Each entry below should be output exactly, apart from its images.

◆ **TASK MATERIAL**
# # # # # # #

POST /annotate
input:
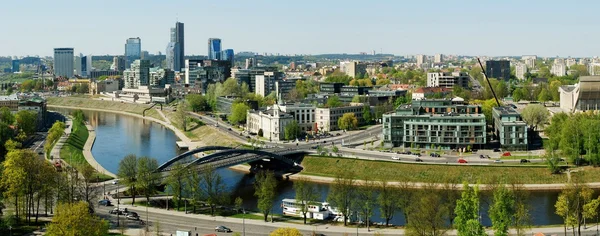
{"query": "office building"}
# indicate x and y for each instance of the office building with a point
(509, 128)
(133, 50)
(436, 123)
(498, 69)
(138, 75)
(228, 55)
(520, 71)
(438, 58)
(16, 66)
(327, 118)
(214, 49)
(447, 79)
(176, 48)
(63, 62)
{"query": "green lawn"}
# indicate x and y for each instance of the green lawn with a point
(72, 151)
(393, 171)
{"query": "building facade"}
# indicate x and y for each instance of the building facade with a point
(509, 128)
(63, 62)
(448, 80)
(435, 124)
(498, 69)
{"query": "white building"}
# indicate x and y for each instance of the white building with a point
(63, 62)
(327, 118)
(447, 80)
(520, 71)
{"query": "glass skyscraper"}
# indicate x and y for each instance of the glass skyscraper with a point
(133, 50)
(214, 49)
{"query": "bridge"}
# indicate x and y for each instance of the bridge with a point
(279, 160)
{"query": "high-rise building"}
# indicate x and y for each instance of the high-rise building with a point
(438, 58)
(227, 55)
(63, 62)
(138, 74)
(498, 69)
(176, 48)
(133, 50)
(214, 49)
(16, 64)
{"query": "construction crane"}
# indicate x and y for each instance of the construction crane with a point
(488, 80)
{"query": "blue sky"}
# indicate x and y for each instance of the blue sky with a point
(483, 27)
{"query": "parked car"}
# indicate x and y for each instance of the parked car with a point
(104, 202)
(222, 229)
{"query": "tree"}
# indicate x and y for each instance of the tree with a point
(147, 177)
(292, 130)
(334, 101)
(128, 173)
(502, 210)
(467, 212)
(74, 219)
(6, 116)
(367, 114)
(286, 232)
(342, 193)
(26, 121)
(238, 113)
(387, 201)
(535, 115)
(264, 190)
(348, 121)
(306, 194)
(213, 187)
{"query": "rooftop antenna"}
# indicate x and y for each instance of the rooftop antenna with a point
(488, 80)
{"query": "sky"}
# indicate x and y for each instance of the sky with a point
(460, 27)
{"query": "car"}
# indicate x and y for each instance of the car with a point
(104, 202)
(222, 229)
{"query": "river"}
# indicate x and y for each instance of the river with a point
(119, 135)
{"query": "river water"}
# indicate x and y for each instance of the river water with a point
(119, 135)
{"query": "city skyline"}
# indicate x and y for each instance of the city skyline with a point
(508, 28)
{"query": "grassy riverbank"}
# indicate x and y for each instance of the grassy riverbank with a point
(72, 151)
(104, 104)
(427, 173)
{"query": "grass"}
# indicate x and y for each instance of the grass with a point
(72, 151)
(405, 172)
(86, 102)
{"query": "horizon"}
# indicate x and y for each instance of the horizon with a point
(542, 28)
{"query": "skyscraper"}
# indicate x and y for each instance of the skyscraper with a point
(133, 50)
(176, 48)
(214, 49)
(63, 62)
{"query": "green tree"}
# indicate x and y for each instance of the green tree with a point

# # # # # # #

◆ **TASK OUTPUT**
POST /annotate
input:
{"query": "office building"}
# indicate x and y for each instance of the office building with a point
(509, 128)
(133, 50)
(436, 123)
(498, 69)
(138, 75)
(228, 55)
(520, 71)
(438, 58)
(16, 66)
(327, 118)
(214, 49)
(447, 79)
(176, 48)
(63, 62)
{"query": "green lawn"}
# indicate x and y for each instance of the green lawn with a point
(72, 151)
(393, 171)
{"query": "building facade"}
# indicate x and y for each instance of the building facade with a point
(509, 128)
(63, 62)
(448, 80)
(435, 124)
(498, 69)
{"query": "white building"}
# indicate x and y for each instance of the white building with a point
(63, 62)
(327, 118)
(447, 80)
(520, 71)
{"query": "glass skyscraper"}
# indicate x and y for each instance of the glass skyscraper with a point
(133, 50)
(214, 49)
{"query": "bridge"}
# indicate x and y for each instance of the bridge with a point
(279, 160)
{"query": "high-rise building"}
# indicate x and y for each instance of the high-rise building with a point
(438, 58)
(227, 55)
(63, 62)
(138, 74)
(498, 69)
(176, 48)
(133, 50)
(214, 49)
(16, 64)
{"query": "construction crane"}
# indicate x and y for each instance of the construction crane with a point
(488, 80)
{"query": "blue sky"}
# indicate x and y for each instance of the blue sky with a point
(483, 27)
{"query": "parked car"}
# indicate x and y for each instance of the parked car with a point
(104, 202)
(222, 229)
{"query": "tree"}
# indicate x and y for each instance of the tree with a point
(147, 177)
(292, 130)
(334, 101)
(128, 173)
(502, 210)
(467, 212)
(74, 219)
(6, 116)
(367, 114)
(286, 232)
(342, 193)
(26, 121)
(238, 113)
(387, 201)
(535, 115)
(264, 190)
(348, 121)
(306, 194)
(213, 187)
{"query": "rooftop antenna"}
# indicate x and y for each instance of the rooftop antenna with a point
(488, 80)
{"query": "sky"}
# indicate x and y for each instance of the sky with a point
(460, 27)
{"query": "car"}
# indicate x and y for each instance of the car with a point
(104, 202)
(222, 229)
{"query": "river"}
# indicate x and y for each instance of the river with a point
(119, 135)
{"query": "river water"}
# indicate x and y for each instance of the river water with a point
(119, 135)
{"query": "city skyline"}
# indicate x and y for each instance of the city skyline with a point
(508, 28)
{"query": "grassy riverbank"}
# indicate x and y for each instance of the grassy riverbank with a point
(72, 151)
(104, 104)
(427, 173)
{"query": "grass"}
# indicate x and y for each instance of the grass with a point
(72, 151)
(405, 172)
(86, 102)
{"query": "horizon"}
# indicate x and y for each instance of the horizon with a point
(542, 28)
{"query": "skyscraper"}
# indicate x and y for each instance of the skyscraper with a point
(133, 50)
(176, 48)
(214, 49)
(63, 62)
{"query": "green tree"}
# indicate x and y for each instance of the green tree with a point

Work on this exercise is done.